• Task brief: Every record, from the first line to the last, needs to be given again exactly.

Collected data entries:
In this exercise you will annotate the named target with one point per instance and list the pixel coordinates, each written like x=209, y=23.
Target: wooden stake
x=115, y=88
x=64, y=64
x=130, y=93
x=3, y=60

• Result of this exercise:
In this exercise you will annotate the named target with one point per instance and list the pixel coordinates, each written like x=209, y=23.
Target: wooden stake
x=115, y=88
x=64, y=64
x=130, y=93
x=3, y=60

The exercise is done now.